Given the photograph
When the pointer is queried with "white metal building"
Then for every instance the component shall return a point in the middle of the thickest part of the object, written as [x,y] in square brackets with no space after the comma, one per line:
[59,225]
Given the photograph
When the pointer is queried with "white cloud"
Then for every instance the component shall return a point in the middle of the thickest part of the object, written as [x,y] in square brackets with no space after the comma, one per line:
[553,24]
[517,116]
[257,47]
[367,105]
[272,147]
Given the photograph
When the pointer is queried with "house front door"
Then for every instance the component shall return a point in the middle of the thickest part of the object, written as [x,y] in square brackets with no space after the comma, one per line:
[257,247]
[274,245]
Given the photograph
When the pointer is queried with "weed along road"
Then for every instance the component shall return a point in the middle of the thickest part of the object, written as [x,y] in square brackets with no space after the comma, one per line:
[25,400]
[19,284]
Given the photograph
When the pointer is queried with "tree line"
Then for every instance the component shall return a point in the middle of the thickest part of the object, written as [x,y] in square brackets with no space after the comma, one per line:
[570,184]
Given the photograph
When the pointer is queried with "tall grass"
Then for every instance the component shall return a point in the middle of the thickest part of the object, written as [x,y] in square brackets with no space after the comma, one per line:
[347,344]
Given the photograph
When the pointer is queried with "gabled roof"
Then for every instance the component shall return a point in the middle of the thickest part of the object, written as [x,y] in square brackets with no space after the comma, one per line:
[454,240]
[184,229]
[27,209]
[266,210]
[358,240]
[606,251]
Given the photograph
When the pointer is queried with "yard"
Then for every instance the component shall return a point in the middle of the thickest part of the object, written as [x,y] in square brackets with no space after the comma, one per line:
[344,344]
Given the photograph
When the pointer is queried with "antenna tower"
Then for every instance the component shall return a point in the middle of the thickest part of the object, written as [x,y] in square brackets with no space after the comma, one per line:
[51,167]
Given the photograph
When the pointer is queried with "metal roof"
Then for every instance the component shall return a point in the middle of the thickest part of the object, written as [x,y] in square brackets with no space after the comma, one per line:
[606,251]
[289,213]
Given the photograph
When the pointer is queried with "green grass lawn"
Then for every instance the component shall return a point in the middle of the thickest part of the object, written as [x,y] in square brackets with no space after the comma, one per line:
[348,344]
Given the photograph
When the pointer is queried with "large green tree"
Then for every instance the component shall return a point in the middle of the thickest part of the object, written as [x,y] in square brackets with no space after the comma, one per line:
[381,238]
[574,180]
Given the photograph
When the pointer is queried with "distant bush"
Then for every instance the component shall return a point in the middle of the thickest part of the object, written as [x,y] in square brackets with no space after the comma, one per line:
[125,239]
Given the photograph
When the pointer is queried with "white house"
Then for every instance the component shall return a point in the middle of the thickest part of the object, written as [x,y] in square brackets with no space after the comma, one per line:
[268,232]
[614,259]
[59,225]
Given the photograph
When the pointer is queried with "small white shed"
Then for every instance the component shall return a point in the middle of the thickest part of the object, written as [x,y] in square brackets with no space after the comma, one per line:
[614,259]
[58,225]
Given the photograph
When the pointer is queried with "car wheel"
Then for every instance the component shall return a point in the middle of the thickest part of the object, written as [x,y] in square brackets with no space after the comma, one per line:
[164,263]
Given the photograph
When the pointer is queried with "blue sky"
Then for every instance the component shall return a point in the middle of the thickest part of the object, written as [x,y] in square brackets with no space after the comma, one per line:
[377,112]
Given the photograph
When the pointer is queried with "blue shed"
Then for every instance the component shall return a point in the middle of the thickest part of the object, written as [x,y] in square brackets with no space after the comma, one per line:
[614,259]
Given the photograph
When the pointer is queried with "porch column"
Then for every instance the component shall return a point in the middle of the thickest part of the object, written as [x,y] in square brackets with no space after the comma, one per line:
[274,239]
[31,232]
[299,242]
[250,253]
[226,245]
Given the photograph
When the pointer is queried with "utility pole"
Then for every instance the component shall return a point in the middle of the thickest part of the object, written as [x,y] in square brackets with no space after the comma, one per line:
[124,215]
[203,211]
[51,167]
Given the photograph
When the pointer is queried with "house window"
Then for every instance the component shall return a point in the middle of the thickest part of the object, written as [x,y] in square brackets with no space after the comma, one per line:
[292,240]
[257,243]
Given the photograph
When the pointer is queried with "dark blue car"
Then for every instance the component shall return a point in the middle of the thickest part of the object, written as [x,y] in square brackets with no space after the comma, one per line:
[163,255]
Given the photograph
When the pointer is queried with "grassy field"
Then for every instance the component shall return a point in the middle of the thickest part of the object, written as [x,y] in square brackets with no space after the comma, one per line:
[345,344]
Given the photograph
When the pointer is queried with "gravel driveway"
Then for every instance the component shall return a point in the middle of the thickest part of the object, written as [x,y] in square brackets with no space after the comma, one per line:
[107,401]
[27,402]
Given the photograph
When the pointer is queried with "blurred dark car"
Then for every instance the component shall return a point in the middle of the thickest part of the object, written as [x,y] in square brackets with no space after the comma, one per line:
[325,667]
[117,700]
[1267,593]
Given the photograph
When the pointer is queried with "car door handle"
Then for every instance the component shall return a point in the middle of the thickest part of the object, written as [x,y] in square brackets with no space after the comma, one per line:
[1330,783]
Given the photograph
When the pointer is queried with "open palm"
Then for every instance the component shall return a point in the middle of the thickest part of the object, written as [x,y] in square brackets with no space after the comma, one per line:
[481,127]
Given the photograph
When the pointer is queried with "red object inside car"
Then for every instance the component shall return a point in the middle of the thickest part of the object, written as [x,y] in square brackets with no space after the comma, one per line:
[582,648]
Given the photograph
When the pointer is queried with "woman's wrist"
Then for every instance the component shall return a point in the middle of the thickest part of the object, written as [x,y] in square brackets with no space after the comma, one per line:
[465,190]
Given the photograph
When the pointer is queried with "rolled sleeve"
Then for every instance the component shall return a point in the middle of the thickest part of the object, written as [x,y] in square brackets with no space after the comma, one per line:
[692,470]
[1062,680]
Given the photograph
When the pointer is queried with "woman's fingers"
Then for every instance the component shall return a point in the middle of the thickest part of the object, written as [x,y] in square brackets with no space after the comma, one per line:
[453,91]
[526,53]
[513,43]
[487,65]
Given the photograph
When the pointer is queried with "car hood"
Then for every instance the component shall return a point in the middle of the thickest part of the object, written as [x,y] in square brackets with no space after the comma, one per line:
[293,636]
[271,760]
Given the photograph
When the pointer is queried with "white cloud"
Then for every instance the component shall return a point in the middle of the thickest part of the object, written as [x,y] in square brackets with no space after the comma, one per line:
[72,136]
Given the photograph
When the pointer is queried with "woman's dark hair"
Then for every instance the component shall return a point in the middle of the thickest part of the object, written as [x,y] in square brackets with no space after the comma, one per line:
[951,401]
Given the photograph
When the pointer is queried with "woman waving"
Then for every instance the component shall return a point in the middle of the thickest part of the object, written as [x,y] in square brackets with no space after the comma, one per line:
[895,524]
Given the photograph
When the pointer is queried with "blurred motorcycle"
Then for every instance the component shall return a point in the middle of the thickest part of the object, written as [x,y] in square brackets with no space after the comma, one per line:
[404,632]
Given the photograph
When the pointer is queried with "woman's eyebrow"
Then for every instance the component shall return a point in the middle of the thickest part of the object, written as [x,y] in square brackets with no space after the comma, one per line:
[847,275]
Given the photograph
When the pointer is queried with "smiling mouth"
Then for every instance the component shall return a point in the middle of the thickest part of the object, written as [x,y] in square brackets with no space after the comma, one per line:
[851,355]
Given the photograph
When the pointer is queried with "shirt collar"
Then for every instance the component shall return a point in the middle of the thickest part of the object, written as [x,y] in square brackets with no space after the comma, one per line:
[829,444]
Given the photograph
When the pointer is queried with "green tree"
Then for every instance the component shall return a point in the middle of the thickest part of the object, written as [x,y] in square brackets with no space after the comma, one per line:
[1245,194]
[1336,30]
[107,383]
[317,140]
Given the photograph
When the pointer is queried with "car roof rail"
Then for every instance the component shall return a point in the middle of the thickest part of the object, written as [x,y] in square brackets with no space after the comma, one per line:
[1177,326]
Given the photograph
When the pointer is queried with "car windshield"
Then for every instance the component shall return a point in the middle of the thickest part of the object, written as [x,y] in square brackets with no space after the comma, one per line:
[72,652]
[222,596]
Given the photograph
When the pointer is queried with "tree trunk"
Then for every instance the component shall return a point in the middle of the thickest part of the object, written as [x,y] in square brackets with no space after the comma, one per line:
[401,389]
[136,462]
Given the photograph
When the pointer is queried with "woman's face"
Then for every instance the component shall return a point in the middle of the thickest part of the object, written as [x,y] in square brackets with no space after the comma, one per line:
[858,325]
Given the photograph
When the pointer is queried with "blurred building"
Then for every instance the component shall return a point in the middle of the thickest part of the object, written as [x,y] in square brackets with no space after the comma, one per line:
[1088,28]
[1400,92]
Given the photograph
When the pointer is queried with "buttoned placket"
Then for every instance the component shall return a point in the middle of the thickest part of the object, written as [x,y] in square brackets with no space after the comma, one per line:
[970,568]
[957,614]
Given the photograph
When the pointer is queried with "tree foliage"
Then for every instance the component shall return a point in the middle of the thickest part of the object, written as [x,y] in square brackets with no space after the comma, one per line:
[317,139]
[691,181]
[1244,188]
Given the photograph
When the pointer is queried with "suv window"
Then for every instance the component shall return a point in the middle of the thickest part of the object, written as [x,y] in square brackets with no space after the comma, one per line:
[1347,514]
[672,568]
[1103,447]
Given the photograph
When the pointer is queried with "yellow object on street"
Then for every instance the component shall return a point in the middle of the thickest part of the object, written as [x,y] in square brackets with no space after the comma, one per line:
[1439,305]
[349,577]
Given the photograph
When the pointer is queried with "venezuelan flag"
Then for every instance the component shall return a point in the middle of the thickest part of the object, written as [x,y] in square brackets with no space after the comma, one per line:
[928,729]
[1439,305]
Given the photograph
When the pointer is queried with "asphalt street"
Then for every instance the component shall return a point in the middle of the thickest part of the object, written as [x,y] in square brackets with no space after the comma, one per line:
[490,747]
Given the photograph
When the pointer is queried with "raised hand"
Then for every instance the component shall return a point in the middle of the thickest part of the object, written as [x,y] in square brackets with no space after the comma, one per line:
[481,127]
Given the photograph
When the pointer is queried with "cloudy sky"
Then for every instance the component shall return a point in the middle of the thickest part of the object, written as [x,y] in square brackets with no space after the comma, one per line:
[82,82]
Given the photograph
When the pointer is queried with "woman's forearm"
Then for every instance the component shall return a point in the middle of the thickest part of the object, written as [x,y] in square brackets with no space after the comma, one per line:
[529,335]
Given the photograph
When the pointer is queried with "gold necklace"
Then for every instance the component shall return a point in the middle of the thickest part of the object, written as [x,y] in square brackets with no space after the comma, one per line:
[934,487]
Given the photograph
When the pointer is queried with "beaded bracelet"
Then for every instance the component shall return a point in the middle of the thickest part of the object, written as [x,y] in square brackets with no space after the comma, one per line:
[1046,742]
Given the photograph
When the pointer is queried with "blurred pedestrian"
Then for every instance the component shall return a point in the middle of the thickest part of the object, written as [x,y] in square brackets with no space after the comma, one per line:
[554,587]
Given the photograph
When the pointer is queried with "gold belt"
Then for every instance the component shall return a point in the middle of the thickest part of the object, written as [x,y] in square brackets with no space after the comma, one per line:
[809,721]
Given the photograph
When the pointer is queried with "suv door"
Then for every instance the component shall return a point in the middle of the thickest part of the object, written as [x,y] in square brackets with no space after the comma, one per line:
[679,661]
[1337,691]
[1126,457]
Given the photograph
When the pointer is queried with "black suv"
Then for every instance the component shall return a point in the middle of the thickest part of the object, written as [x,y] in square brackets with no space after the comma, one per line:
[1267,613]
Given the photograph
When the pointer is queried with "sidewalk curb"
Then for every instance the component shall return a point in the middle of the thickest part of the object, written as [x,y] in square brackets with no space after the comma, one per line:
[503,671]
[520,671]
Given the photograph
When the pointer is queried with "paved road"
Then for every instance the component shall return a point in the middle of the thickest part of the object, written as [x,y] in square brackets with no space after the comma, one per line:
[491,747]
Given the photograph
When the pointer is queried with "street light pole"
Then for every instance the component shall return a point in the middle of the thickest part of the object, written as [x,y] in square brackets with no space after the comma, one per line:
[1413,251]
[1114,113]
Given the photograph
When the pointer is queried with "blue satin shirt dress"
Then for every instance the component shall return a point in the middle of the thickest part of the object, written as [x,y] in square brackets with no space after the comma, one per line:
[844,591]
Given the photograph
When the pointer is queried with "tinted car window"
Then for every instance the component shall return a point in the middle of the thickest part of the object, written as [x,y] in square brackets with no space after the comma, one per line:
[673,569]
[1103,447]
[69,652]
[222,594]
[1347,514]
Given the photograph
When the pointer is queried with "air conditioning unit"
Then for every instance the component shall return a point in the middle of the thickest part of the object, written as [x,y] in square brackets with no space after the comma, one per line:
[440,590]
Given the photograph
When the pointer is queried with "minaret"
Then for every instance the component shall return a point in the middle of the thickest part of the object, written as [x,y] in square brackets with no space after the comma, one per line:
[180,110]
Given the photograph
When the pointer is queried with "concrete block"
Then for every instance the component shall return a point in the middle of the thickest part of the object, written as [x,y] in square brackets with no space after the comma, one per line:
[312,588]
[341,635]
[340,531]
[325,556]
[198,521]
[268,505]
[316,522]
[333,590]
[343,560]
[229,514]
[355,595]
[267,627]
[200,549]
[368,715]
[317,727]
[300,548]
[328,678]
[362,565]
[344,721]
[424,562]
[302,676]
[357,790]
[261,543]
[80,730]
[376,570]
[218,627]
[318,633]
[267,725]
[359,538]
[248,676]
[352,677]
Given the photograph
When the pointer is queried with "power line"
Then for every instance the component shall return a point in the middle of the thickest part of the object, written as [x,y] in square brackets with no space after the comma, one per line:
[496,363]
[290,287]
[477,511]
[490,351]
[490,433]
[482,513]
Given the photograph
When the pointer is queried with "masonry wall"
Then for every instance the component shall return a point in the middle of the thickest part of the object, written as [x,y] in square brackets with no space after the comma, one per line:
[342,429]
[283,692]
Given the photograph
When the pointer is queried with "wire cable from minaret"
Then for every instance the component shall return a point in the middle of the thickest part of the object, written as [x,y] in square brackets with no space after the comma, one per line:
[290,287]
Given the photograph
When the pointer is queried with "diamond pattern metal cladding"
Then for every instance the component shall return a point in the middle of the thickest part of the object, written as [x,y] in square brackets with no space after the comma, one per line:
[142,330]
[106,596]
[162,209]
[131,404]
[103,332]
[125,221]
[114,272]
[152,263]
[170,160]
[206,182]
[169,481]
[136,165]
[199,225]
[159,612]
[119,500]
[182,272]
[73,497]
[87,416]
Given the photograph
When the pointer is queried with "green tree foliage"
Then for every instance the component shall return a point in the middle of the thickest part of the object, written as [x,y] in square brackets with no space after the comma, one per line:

┄┄┄┄┄┄┄┄┄┄

## Given exercise
Please report each line of the listing above that contains the word "metal", copying every such line in full.

## Solution to this problem
When the pointer is queried with "white metal building"
When the pointer is queried with "metal roof"
When the pointer is queried with "diamond pattern metal cladding"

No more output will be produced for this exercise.